INFORMATION SUPPLIED: Begin

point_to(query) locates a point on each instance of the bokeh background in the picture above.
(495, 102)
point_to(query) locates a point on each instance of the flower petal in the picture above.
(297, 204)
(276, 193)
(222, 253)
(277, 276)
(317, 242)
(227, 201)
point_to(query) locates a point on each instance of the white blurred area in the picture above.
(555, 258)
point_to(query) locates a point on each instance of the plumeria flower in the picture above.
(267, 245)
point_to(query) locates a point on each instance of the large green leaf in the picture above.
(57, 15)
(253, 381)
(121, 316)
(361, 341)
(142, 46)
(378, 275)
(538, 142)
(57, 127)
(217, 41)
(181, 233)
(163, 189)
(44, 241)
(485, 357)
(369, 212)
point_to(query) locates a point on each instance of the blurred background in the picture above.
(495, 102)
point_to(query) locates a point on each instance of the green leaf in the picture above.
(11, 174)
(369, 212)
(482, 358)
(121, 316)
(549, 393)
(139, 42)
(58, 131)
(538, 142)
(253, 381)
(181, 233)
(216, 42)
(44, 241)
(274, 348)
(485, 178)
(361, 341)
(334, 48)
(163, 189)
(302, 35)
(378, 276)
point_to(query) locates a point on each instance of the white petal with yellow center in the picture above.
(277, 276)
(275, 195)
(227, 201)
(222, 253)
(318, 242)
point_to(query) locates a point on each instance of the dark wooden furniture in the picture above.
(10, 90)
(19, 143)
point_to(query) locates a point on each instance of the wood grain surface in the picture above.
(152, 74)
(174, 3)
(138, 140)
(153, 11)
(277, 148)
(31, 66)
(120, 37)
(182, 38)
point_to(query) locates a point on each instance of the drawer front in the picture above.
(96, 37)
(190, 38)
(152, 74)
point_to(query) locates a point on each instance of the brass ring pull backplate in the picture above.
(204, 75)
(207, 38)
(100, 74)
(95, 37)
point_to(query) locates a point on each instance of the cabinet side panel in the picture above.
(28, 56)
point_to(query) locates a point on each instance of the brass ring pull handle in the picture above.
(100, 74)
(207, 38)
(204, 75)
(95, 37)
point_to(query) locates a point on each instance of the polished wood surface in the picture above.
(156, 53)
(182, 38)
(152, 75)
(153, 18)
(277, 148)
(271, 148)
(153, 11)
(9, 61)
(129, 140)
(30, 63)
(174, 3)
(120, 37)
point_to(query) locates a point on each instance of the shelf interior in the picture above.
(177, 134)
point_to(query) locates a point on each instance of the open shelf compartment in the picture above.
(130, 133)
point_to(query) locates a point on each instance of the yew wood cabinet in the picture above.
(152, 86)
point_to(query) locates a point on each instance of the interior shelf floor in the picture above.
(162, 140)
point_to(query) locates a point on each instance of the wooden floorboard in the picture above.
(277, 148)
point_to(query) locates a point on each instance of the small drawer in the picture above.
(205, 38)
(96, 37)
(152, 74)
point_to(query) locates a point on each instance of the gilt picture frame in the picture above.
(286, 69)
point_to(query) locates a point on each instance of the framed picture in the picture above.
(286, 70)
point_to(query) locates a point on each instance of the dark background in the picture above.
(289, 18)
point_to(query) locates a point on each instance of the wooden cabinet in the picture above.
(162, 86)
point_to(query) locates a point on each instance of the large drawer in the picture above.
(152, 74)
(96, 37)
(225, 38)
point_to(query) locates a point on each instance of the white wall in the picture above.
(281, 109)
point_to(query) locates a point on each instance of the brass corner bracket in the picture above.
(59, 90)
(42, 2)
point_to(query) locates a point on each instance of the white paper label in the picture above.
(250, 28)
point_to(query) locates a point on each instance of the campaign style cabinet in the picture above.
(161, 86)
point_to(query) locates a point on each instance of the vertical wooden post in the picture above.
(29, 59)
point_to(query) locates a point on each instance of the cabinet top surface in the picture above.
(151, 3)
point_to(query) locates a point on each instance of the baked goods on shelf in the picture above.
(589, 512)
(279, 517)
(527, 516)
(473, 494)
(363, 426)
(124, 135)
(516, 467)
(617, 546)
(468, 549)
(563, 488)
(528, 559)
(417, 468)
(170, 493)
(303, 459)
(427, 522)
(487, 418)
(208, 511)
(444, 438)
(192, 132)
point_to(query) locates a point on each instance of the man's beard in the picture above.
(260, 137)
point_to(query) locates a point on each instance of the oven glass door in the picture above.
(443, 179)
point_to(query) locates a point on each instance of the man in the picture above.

INFORMATION SUPPLIED: End

▶ [EXERCISE DETAILS]: Return the listing verbatim.

▶ [RESPONSE BELOW]:
point_to(query) locates a point on each instance of the bokeh background in the picture above.
(495, 102)
point_to(query) locates a point on each instance of the flower petal in the picture above.
(297, 204)
(276, 193)
(222, 253)
(277, 276)
(317, 242)
(227, 201)
point_to(query) locates a point on each instance of the white blurred area in the picture above.
(555, 258)
point_to(query) locates a point on each instance of the plumeria flower in the picture above.
(267, 245)
point_to(query) locates a point on each instance of the large green leaf in the picture above.
(57, 15)
(253, 381)
(121, 316)
(361, 341)
(142, 46)
(378, 275)
(538, 142)
(57, 127)
(217, 41)
(181, 233)
(163, 189)
(44, 241)
(485, 357)
(369, 212)
point_to(query) locates a point on each instance of the blurred background in the picture above.
(495, 102)
point_to(query) locates a point on each instance of the green leaf in the picture above.
(11, 174)
(369, 212)
(482, 358)
(121, 316)
(549, 393)
(139, 42)
(58, 131)
(538, 142)
(253, 381)
(181, 233)
(216, 42)
(44, 241)
(274, 348)
(485, 178)
(361, 341)
(334, 48)
(163, 189)
(302, 35)
(378, 276)
point_to(query) locates a point on each instance of the white petal with yellow center in the picture above.
(277, 276)
(275, 195)
(227, 201)
(222, 253)
(318, 242)
point_to(query) locates a point on each instance of the dark wooden furniture in the picture above.
(10, 90)
(19, 143)
point_to(query) locates a point on each instance of the wood grain surface in the picture above.
(152, 74)
(174, 3)
(138, 140)
(153, 11)
(277, 148)
(31, 66)
(120, 37)
(182, 38)
point_to(query) locates a point on each instance of the drawer front in the picture above.
(96, 37)
(190, 38)
(152, 74)
point_to(query) locates a point on each instance of the brass ring pull backplate in the picture above.
(204, 75)
(207, 38)
(100, 74)
(95, 37)
point_to(query) locates a point on each instance of the cabinet side panel in the picture above.
(28, 56)
point_to(query) locates a point on each instance of the brass ring pull handle in the picture above.
(100, 74)
(207, 38)
(204, 75)
(95, 37)
point_to(query) locates a point on each instance of the polished wood surface in the picture above.
(156, 53)
(182, 38)
(152, 75)
(153, 18)
(277, 148)
(271, 148)
(153, 11)
(9, 61)
(129, 140)
(30, 63)
(174, 3)
(120, 37)
point_to(query) locates a point on each instance of the shelf interior in the picture above.
(177, 134)
point_to(query) locates a point on each instance of the open shelf compartment in the picture above.
(130, 133)
point_to(query) locates a point on each instance of the yew wood cabinet in the picture above.
(152, 86)
point_to(query) locates a point on each instance of the interior shelf floor in the picture above.
(162, 140)
point_to(query) locates a point on each instance of the wooden floorboard in the picture above.
(277, 148)
point_to(query) locates a point on each instance of the small drawer in the picture above.
(205, 38)
(96, 37)
(152, 74)
point_to(query) locates a point on each instance of the gilt picture frame in the picture above.
(286, 69)
point_to(query) locates a point on each instance of the framed picture in the picture above.
(286, 70)
point_to(query) locates a point on each instance of the dark background in the picture above.
(289, 18)
point_to(query) locates a point on each instance of the wooden cabinet in the picture above.
(162, 86)
point_to(query) locates a point on each instance of the large drawer in the picture above.
(152, 74)
(96, 37)
(225, 38)
point_to(query) locates a point on each instance of the white wall in the picture above.
(281, 109)
point_to(query) locates a point on each instance of the brass corner bracket in the picture above.
(59, 90)
(42, 2)
point_to(query) locates a point on each instance of the white paper label in the picture above.
(250, 28)
point_to(query) locates a point on each instance of the campaign style cabinet in the picture above.
(161, 86)
point_to(query) locates a point on each instance of the vertical wooden post in the picture above.
(29, 59)
point_to(query) locates a point on each instance of the cabinet top surface in the picture above.
(151, 3)
point_to(query) locates a point on each instance of the baked goods on shelf in the picture above.
(589, 512)
(279, 517)
(527, 516)
(473, 494)
(363, 426)
(124, 135)
(516, 467)
(617, 546)
(468, 549)
(563, 488)
(528, 559)
(417, 468)
(170, 493)
(303, 459)
(427, 522)
(487, 418)
(208, 511)
(444, 438)
(192, 132)
point_to(query) locates a point on each instance of the man's beard in the picture above.
(260, 137)
point_to(query) locates a point on each instance of the oven glass door in the picture above.
(443, 179)
point_to(query) locates a point on each instance of the man in the picture above.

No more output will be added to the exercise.